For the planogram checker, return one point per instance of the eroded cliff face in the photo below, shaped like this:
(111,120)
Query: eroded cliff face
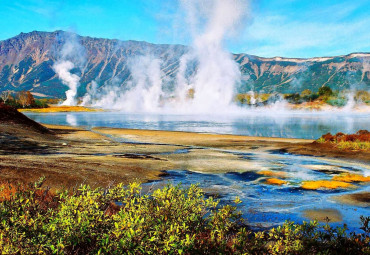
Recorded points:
(26,63)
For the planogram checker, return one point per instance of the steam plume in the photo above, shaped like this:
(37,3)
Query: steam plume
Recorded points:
(212,85)
(71,56)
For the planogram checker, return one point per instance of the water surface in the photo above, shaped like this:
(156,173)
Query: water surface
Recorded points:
(268,124)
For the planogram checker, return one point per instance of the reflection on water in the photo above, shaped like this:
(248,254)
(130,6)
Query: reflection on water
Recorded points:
(263,204)
(292,125)
(267,205)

TASK INSTRUCTIONS – Leaving the pictures aside, write out the entries above exactly.

EXERCISE ANSWER –
For the planogram checker, return one point per instance of the eroded cliff face in the photo below, shaped like this:
(111,120)
Query: eroded cliff face
Recorded points:
(26,63)
For the planogram checker, return one point per instance of the steam plume in the photo above, shaped like this:
(37,3)
Query: steam plume
Recorded points:
(212,85)
(71,56)
For the planogram checker, return one point per instance of the water surface in the photo above, shaped like this:
(156,173)
Query: water surface
Recorded points:
(268,124)
For the planogram checker, return one point per instance of the reflection on water in the photo above, shaped like this:
(248,254)
(130,6)
Query: reflection on water
Recorded points:
(263,204)
(292,125)
(267,205)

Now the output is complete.